**SUPPLIED MATERIAL**:
::::

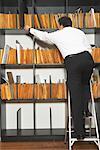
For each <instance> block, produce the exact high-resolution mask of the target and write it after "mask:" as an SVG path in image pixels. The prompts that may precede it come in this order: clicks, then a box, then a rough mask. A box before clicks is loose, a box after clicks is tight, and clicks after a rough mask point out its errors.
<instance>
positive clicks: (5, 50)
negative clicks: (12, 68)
mask: <svg viewBox="0 0 100 150" xmlns="http://www.w3.org/2000/svg"><path fill="white" fill-rule="evenodd" d="M9 50H10V46H9V45H5V47H4V53H3V57H2V64H6V63H7V59H8V54H9Z"/></svg>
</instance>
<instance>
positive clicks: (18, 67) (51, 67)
mask: <svg viewBox="0 0 100 150" xmlns="http://www.w3.org/2000/svg"><path fill="white" fill-rule="evenodd" d="M34 65H35V68H64V64H1V68H2V69H32V68H33V67H34Z"/></svg>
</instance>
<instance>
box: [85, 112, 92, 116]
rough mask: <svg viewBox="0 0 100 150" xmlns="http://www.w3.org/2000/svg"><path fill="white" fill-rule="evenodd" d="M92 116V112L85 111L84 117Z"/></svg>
mask: <svg viewBox="0 0 100 150" xmlns="http://www.w3.org/2000/svg"><path fill="white" fill-rule="evenodd" d="M91 116H92V113H91V112H89V111H88V112H85V113H84V117H91Z"/></svg>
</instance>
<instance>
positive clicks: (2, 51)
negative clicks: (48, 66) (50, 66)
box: [0, 43, 100, 64]
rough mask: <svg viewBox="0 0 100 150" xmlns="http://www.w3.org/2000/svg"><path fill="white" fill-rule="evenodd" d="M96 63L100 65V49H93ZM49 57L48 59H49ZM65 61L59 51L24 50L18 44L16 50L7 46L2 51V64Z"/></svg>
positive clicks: (53, 62)
mask: <svg viewBox="0 0 100 150" xmlns="http://www.w3.org/2000/svg"><path fill="white" fill-rule="evenodd" d="M91 54H92V56H93V59H94V61H95V62H98V63H100V48H93V49H92V53H91ZM47 56H48V57H47ZM62 63H64V59H63V57H62V55H61V53H60V51H59V50H58V49H34V50H33V49H23V48H22V46H21V45H20V44H18V43H17V44H16V49H14V48H11V47H10V46H9V45H6V46H5V47H4V49H1V50H0V64H62Z"/></svg>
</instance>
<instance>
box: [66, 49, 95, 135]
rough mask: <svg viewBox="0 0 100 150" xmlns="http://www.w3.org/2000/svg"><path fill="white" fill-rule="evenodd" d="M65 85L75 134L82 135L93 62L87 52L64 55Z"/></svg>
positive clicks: (83, 132)
mask: <svg viewBox="0 0 100 150" xmlns="http://www.w3.org/2000/svg"><path fill="white" fill-rule="evenodd" d="M64 62H65V68H66V71H67V86H68V89H69V93H70V98H71V111H72V118H73V123H74V130H75V133H76V136H78V135H80V134H82V135H84V131H85V123H84V116H83V115H84V112H86V111H88V100H89V99H90V98H91V97H90V95H91V93H90V78H91V74H92V72H93V67H94V62H93V59H92V56H91V54H90V53H89V52H87V51H84V52H82V53H78V54H74V55H70V56H67V57H65V61H64Z"/></svg>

::::

**WHAT YOU HAVE TO DO**:
Set every line of the records down again exactly, and exclude all pictures.

**COMPLETED TASK**:
For each <instance> block, produce the exact high-resolution mask of the target and write it after "mask:" as an SVG path in image pixels. The prompts that may precede it come in this order: clicks, then a box, then a rough mask. A box before clicks is loose, a box after clicks is tight, and clicks after a rough mask point out its errors.
<instance>
positive clicks: (5, 50)
negative clicks: (12, 68)
mask: <svg viewBox="0 0 100 150" xmlns="http://www.w3.org/2000/svg"><path fill="white" fill-rule="evenodd" d="M9 50H10V46H9V45H5V47H4V53H3V57H2V64H6V63H7V59H8V54H9Z"/></svg>
</instance>
<instance>
positive clicks: (18, 67) (51, 67)
mask: <svg viewBox="0 0 100 150" xmlns="http://www.w3.org/2000/svg"><path fill="white" fill-rule="evenodd" d="M34 65H35V68H64V64H1V68H2V69H32V68H33V67H34Z"/></svg>
</instance>
<instance>
box: [85, 112, 92, 116]
rough mask: <svg viewBox="0 0 100 150" xmlns="http://www.w3.org/2000/svg"><path fill="white" fill-rule="evenodd" d="M92 116V112L85 111L84 117Z"/></svg>
mask: <svg viewBox="0 0 100 150" xmlns="http://www.w3.org/2000/svg"><path fill="white" fill-rule="evenodd" d="M91 116H92V113H91V112H89V111H88V112H85V113H84V117H91Z"/></svg>
</instance>
<instance>
positive clicks: (2, 51)
negative clicks: (48, 66) (50, 66)
box: [0, 43, 100, 64]
rough mask: <svg viewBox="0 0 100 150" xmlns="http://www.w3.org/2000/svg"><path fill="white" fill-rule="evenodd" d="M96 63L100 65V49H93ZM49 57L48 59H49ZM65 61L59 51L24 50L18 44L16 50L7 46L2 51V64Z"/></svg>
positive clicks: (53, 62)
mask: <svg viewBox="0 0 100 150" xmlns="http://www.w3.org/2000/svg"><path fill="white" fill-rule="evenodd" d="M91 54H92V56H93V59H94V61H95V62H98V63H100V48H93V49H92V53H91ZM47 56H48V57H47ZM62 63H64V59H63V57H62V55H61V53H60V51H59V50H58V49H34V50H33V49H23V48H22V46H21V45H20V44H18V43H17V44H16V49H14V48H11V47H10V46H9V45H6V46H5V47H4V49H1V50H0V64H62Z"/></svg>
</instance>
<instance>
box: [66, 49, 95, 135]
rough mask: <svg viewBox="0 0 100 150" xmlns="http://www.w3.org/2000/svg"><path fill="white" fill-rule="evenodd" d="M65 85L75 134L82 135L93 62L87 52L64 55Z"/></svg>
positive clicks: (83, 132)
mask: <svg viewBox="0 0 100 150" xmlns="http://www.w3.org/2000/svg"><path fill="white" fill-rule="evenodd" d="M64 62H65V68H66V71H67V86H68V89H69V93H70V98H71V111H72V118H73V123H74V130H75V133H76V136H78V135H80V134H82V135H84V131H85V123H84V116H83V115H84V112H86V111H88V100H89V99H90V98H91V97H90V95H91V93H90V78H91V74H92V72H93V67H94V62H93V59H92V56H91V54H90V53H89V52H87V51H84V52H82V53H78V54H74V55H70V56H67V57H65V61H64Z"/></svg>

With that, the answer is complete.